In late July, FreshDirect announced that it would be partnering with Fabric Robotics to build a micro-fulfillment center (MFC) in Washington D.C., providing same-day delivery to area customers. The online-only grocer has traditionally only done next-day fulfillment, but is planning to expand same-day throughout the Northeast Corridor. This comes shortly after Amazon’s announcement that they have now converted 6 Whole Foods locations around the country into dark stores to support E-commerce fulfillment (via Retail Dive and Progressive Grocer). These are just 2 examples of retailers recognizing the shifting channel dynamics and making investments in dedicated E-commerce fulfillment centers to keep pace.

In a new whitepaper (free for download Here), we explore the growing importance of efficient E-commerce fulfillment in the grocery sector and discuss the pros and cons of the 4 most popular E-commerce fulfillment models. Highlights include:

  • We discuss the backdrop of the global coronavirus pandemic and how it has led to massive increases in at-home food consumption and in grocery E-commerce demand and penetration.

* _Provided data_:
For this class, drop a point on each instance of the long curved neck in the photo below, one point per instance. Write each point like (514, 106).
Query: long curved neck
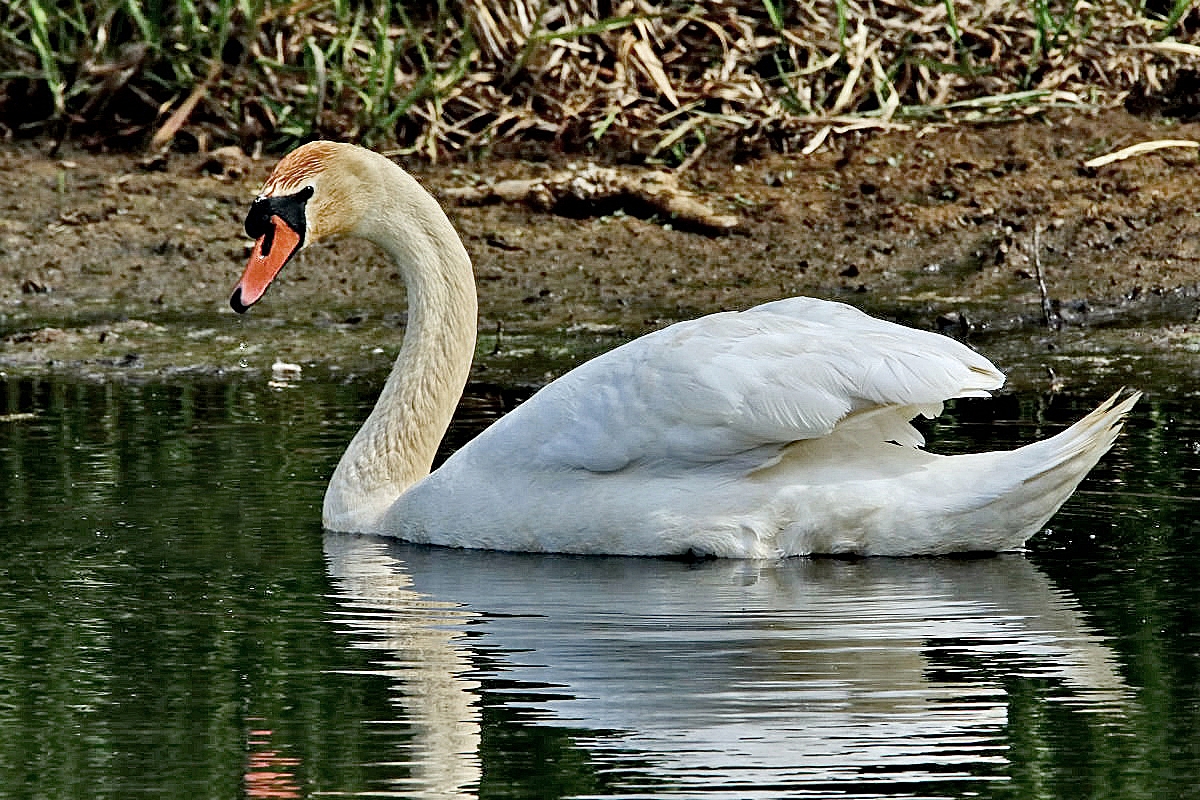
(396, 445)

* _Task set_:
1) Condense the paragraph of the grocery fulfillment article that begins "In late July, FreshDirect announced" into a short bulleted list, keeping its main facts.
2) Carry the grocery fulfillment article forward from its final sentence.

* _Exercise results_:
1)
- In late July, FreshDirect announced a partnership with Fabric Robotics to build a micro-fulfillment center (MFC) in Washington D.C. for same-day delivery to area customers.
- The online-only grocer has traditionally offered only next-day fulfillment but plans to expand same-day service throughout the Northeast Corridor.
- Shortly before, Amazon announced that it had converted 6 Whole Foods locations around the country into dark stores for E-commerce fulfillment (via Retail Dive and Progressive Grocer).
- Both moves show retailers responding to shifting channel dynamics by investing in dedicated E-commerce fulfillment centers.

2)
  • We discuss the 4 most popular fulfillment options that grocers are using when it comes to servicing their E-commerce customers: in-store picking, dark store models, micro-fulfillment centers, and centralized fulfillment centers.
  • We explore the current tradeoffs of each fulfillment model when it comes to picking and labor efficiency, the order volume one facility can service, the SKU selection supported, last-mile delivery efficiency and cost, and CapEx requirements.
  • We explore the latest profitability estimates for each fulfillment model, how to choose the best model for your business, and the growing number of tech advancements that will continue to revolutionize E-commerce fulfillment.

To download this free whitepaper, follow this link.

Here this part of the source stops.